» **Set exercise**
Please pick out and copy every line in the records below that contains the word "curtain". Matching is case-sensitive.
----- Task inputs -----
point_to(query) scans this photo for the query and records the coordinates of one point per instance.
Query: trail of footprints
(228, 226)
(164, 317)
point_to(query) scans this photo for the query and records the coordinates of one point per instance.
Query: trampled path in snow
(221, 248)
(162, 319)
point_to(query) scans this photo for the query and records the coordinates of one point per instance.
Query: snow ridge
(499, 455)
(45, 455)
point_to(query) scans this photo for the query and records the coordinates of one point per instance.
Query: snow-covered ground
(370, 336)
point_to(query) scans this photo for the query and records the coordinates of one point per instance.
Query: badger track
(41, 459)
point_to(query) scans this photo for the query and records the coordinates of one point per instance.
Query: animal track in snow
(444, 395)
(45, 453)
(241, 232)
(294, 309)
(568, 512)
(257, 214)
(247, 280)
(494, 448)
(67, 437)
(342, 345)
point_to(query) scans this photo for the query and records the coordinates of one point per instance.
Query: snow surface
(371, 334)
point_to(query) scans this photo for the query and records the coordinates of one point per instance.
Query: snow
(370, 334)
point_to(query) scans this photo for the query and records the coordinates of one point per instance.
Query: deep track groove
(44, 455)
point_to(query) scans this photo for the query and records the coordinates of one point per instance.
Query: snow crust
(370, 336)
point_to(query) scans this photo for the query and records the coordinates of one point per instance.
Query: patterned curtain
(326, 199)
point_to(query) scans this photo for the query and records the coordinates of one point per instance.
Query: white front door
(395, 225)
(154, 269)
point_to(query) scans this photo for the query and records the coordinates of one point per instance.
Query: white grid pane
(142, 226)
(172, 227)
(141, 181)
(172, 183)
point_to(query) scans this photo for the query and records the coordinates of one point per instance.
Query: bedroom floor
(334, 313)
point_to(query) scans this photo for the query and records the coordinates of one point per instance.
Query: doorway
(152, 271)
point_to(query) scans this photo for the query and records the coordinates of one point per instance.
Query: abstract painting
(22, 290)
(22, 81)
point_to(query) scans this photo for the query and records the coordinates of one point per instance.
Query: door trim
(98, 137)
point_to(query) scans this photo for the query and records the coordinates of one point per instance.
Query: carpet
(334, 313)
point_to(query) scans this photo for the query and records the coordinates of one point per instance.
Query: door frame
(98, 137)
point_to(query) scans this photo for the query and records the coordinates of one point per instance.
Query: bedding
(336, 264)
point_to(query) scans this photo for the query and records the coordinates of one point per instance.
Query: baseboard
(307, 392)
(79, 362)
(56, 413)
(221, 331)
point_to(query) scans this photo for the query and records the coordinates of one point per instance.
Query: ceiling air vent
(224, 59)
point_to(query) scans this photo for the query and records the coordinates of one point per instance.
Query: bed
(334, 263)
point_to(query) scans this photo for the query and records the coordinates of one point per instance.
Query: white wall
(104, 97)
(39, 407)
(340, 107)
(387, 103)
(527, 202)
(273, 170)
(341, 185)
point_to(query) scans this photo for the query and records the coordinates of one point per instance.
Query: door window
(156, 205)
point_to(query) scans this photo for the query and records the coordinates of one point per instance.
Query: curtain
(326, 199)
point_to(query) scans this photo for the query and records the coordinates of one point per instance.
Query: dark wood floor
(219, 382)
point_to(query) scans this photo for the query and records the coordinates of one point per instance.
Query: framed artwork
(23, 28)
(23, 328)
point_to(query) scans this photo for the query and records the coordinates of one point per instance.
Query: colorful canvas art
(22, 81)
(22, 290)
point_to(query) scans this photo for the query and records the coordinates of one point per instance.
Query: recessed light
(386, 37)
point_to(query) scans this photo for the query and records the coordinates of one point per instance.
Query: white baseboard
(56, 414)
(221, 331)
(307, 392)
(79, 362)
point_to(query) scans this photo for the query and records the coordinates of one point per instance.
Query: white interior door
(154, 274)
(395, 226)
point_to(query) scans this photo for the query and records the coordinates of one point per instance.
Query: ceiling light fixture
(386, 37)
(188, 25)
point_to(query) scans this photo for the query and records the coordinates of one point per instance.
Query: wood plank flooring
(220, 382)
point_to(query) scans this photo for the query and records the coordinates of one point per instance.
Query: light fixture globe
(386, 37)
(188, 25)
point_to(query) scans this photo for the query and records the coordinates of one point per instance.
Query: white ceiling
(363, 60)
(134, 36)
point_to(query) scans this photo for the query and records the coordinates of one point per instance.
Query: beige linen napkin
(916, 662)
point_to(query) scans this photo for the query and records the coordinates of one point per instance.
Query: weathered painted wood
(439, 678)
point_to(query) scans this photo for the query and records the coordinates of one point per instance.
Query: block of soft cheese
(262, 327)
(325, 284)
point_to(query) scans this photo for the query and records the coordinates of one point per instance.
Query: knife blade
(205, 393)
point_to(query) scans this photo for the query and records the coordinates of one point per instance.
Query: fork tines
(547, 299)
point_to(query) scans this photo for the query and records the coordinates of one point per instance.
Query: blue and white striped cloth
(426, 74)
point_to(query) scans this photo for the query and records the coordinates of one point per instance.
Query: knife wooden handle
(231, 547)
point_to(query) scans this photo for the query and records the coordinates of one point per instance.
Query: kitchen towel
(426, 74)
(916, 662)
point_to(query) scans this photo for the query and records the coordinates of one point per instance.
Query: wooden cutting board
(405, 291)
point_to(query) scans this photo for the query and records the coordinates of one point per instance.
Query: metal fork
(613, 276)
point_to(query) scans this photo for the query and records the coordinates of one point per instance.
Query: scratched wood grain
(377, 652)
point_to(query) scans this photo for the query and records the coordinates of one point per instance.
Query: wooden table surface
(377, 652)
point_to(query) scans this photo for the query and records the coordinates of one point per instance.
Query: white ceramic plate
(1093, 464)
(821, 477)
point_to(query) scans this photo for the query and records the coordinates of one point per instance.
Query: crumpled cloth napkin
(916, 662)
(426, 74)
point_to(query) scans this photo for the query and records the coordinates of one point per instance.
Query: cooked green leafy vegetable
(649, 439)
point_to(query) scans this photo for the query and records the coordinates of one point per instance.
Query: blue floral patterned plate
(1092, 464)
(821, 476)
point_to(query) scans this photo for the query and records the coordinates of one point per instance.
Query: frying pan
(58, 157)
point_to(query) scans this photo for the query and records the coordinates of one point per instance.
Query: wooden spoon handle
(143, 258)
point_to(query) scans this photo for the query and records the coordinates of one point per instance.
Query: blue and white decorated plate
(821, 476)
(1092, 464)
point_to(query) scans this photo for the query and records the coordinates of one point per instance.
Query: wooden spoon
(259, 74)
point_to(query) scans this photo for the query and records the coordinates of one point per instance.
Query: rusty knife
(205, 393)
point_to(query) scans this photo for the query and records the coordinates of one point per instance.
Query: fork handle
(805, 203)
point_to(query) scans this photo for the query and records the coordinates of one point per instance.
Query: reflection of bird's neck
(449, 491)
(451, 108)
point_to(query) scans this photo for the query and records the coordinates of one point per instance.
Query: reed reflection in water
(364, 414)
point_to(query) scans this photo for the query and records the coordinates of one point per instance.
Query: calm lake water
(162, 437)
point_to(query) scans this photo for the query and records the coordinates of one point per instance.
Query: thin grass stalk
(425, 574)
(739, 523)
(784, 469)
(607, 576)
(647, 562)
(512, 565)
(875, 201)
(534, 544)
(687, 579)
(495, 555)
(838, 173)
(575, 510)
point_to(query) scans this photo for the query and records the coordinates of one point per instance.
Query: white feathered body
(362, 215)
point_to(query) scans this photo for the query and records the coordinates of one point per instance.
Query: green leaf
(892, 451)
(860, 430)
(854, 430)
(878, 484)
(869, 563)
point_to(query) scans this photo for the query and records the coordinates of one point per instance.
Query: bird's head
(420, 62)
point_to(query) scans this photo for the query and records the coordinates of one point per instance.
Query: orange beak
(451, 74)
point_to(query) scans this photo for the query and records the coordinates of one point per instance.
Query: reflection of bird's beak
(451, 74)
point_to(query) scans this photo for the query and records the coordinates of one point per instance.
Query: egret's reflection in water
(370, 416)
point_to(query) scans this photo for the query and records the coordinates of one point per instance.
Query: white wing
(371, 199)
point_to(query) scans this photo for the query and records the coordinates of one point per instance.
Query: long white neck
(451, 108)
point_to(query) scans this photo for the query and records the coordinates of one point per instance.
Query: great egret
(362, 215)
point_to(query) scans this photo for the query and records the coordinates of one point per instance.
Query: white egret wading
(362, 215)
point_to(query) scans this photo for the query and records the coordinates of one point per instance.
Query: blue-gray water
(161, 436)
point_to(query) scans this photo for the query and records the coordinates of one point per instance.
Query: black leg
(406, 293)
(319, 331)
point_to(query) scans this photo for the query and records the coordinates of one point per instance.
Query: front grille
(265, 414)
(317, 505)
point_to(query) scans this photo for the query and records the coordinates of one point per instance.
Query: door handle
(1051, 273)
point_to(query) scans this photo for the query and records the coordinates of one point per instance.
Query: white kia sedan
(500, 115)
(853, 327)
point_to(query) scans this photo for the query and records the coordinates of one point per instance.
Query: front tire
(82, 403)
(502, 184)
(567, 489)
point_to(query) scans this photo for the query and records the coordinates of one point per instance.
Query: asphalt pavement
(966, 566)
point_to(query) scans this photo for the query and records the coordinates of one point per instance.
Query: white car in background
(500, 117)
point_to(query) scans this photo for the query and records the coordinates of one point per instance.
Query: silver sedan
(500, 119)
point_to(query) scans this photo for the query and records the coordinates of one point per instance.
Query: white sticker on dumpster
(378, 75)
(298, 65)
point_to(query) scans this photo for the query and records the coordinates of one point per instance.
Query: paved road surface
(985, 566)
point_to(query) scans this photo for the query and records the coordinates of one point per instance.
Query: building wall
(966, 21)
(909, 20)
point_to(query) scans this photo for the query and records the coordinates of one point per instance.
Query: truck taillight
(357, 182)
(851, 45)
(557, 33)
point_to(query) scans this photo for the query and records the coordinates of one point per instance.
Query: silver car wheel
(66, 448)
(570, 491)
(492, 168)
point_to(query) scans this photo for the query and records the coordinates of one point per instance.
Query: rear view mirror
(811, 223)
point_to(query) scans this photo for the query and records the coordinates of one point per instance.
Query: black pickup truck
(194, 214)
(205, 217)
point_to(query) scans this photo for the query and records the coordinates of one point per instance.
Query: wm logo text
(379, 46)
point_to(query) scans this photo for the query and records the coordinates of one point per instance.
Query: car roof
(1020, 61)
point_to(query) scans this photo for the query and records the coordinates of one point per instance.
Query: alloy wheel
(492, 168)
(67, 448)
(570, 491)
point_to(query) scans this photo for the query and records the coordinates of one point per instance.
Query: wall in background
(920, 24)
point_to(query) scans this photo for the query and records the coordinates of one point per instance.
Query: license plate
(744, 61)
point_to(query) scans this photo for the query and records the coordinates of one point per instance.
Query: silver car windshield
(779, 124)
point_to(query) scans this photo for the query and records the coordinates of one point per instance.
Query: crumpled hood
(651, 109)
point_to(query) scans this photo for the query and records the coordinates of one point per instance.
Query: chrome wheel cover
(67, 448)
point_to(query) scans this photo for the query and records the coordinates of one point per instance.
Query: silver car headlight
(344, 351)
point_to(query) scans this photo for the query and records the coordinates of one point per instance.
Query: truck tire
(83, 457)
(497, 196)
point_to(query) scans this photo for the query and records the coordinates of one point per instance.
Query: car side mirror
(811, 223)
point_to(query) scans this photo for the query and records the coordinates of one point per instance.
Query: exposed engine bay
-----
» **Answer to the task**
Query: patterned curtain
Query: curtain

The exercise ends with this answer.